• **MATERIAL PROVIDED**:
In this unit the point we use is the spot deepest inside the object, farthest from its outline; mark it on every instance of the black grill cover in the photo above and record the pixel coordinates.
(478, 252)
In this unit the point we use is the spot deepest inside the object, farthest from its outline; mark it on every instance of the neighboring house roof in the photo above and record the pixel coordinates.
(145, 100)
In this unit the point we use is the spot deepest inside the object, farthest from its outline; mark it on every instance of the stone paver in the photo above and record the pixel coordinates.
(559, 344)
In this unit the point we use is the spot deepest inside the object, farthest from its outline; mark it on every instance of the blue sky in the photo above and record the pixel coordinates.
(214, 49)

• **PROBLEM DETAILS**: Rewrite all of the lines above as a numbered list, leaving out any blank lines.

• **TASK RESPONSE**:
1. In this unit the point we use is the spot deepest inside the object, farthest from its outline; mark it on every instance of the black grill cover in the photo above and record the pixel coordinates.
2. (478, 252)
3. In this unit the point we use is the spot deepest inside the object, farthest from its outline; mark it on every instance of the neighboring house roof in the photo above and record the pixel coordinates.
4. (145, 100)
5. In this unit the point we use is the spot deepest inside the object, farthest from its outline; mark it on every instance of the stone paver in the photo above and record the pixel coordinates.
6. (559, 344)
7. In this unit the point we use is the spot deepest inside the object, farthest from its outline; mark it on every instance of the blue sky in the photo above and record the pixel coordinates.
8. (214, 49)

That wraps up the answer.